▶ [DIE AUFGABE]
Filtere aus der folgenden Liste alle Zeilen heraus, in denen die Zeichenfolge "chrome" vorkommt, und gib sie unverändert wieder. Achte dabei auf Groß- und Kleinschreibung.

☆ ☆ ☆ ☆

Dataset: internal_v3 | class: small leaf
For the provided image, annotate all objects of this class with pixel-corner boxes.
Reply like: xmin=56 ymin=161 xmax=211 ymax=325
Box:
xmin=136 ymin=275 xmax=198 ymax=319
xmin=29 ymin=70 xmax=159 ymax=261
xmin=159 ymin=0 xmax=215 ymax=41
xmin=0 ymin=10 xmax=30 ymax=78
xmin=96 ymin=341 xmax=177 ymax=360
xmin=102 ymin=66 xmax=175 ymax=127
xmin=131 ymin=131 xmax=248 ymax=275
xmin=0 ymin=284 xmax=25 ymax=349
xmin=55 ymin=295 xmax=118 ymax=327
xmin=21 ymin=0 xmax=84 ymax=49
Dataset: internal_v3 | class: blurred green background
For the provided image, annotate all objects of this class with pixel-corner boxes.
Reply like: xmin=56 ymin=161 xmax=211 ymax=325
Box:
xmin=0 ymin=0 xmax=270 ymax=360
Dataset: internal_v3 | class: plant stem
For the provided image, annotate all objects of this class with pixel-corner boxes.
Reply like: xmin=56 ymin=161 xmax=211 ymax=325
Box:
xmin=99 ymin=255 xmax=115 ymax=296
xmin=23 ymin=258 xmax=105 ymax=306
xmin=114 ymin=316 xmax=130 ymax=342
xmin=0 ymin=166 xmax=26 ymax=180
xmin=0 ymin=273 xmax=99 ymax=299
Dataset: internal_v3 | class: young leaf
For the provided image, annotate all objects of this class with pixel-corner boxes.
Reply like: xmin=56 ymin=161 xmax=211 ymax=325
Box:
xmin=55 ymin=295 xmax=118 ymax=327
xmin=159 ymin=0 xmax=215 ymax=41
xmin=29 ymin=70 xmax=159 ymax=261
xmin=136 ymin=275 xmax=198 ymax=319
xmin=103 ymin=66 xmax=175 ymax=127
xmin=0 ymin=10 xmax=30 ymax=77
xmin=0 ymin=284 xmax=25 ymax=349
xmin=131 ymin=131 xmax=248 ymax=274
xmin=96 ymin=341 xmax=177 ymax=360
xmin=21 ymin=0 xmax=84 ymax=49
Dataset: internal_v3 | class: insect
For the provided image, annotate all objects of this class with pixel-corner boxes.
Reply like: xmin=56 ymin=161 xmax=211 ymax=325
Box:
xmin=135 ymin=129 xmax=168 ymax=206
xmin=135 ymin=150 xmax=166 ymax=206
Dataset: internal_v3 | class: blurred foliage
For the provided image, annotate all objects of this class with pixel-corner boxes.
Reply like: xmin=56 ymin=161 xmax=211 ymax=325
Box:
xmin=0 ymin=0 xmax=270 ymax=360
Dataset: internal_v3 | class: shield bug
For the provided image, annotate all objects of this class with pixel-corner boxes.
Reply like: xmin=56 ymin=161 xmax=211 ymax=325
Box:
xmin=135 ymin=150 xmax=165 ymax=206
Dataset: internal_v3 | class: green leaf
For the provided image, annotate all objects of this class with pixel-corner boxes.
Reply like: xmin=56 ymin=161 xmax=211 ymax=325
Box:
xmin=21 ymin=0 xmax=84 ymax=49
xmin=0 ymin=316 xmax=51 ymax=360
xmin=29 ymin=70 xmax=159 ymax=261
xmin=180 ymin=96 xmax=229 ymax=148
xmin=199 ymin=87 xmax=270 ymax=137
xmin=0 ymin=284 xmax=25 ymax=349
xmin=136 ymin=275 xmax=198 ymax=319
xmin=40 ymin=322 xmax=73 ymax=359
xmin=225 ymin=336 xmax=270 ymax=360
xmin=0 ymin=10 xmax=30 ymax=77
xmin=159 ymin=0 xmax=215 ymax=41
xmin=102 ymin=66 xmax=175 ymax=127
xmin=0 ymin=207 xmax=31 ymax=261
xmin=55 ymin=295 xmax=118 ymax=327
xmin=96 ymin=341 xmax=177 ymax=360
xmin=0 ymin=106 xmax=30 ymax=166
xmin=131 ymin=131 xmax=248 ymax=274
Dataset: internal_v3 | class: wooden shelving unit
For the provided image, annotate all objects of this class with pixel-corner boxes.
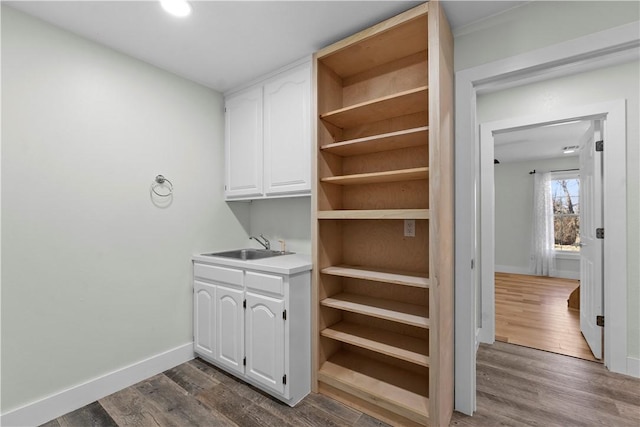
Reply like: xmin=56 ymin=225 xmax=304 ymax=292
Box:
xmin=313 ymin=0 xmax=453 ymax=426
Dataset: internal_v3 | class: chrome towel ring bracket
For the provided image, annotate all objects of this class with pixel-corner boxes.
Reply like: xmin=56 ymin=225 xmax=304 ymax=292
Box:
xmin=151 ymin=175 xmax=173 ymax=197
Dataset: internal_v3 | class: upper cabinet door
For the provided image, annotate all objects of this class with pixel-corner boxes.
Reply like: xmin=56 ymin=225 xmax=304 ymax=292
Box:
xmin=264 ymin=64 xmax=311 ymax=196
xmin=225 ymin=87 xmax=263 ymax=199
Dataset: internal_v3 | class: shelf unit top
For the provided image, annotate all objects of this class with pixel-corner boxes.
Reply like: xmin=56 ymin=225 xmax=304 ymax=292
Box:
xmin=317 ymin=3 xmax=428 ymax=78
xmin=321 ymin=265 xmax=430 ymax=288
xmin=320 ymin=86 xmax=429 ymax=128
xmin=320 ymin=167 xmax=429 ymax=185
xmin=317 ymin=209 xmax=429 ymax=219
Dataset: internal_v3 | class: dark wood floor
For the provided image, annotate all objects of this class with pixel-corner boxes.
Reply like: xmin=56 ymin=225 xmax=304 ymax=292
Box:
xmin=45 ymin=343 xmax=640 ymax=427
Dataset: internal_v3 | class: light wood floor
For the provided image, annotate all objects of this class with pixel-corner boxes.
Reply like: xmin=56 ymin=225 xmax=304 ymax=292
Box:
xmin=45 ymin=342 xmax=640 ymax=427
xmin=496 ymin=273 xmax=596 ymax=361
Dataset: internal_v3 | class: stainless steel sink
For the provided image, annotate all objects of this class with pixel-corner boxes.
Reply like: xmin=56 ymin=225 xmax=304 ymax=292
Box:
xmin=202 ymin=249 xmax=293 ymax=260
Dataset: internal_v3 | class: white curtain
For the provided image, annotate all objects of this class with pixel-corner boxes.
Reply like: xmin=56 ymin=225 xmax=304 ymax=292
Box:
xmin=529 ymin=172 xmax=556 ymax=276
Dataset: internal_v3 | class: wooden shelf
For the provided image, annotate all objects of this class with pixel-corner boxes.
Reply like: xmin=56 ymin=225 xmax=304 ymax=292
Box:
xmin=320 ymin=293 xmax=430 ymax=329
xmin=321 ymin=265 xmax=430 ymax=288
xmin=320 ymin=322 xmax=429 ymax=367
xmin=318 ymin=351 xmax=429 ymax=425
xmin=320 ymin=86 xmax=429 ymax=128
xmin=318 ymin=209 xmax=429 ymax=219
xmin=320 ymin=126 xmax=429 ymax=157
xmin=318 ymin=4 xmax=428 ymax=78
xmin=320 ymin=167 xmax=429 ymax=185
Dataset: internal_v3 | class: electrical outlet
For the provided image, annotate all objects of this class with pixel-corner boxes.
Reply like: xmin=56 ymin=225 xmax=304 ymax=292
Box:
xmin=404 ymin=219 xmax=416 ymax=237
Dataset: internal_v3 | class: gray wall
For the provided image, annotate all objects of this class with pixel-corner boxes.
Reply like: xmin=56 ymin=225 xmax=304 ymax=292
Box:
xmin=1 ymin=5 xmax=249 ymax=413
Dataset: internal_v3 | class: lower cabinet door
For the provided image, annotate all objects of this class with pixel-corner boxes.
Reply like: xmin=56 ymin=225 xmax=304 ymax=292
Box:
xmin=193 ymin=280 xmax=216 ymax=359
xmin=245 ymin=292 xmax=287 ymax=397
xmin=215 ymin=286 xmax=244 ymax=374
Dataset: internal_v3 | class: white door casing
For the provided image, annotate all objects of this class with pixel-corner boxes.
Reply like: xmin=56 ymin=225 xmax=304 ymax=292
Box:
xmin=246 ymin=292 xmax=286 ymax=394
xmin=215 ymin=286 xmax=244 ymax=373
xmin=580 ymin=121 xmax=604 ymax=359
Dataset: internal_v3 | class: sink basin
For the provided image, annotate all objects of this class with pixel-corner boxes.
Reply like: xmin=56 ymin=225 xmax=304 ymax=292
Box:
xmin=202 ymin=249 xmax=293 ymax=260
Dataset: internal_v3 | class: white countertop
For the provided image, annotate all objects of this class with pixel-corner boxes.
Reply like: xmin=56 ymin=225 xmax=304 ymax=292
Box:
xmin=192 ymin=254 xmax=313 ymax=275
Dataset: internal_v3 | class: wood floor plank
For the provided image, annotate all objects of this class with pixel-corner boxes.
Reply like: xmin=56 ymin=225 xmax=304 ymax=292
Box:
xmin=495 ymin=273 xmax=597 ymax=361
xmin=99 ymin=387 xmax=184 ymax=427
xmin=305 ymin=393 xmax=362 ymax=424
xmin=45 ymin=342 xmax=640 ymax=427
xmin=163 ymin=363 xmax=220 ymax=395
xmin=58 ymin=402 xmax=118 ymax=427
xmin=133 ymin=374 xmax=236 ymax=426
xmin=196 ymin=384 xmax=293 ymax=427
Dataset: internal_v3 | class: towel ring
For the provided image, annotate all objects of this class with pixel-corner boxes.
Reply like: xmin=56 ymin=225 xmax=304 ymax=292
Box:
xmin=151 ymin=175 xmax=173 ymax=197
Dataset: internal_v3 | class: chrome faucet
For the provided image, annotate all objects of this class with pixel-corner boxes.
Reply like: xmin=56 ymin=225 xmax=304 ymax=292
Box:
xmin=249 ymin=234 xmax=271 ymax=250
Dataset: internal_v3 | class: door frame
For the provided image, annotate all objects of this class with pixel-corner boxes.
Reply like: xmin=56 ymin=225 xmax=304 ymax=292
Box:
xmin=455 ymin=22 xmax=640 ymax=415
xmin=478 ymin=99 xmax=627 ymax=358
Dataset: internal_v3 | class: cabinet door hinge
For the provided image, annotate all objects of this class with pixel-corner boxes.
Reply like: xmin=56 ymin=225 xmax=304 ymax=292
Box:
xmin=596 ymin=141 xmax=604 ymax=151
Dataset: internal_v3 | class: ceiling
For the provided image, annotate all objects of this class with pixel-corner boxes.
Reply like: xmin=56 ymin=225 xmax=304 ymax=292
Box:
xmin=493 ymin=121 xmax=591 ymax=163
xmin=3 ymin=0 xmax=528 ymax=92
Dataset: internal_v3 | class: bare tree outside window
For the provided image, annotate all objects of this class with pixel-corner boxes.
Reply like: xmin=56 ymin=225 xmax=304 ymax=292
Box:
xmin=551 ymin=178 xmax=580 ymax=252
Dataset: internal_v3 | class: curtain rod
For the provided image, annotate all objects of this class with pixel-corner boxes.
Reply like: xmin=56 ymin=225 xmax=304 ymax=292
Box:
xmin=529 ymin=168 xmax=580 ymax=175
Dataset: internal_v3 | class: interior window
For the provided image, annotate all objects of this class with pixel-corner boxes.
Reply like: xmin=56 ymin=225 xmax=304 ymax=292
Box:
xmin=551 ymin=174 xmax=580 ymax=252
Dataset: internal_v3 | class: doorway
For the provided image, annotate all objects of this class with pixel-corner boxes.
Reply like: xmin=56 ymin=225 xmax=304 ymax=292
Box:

☆ ☆ ☆ ☆

▶ [VOLLSTÄNDIGE ANTWORT]
Dataset: internal_v3 | class: chrome towel ring bracket
Dataset: internal_v3 | class: chrome faucet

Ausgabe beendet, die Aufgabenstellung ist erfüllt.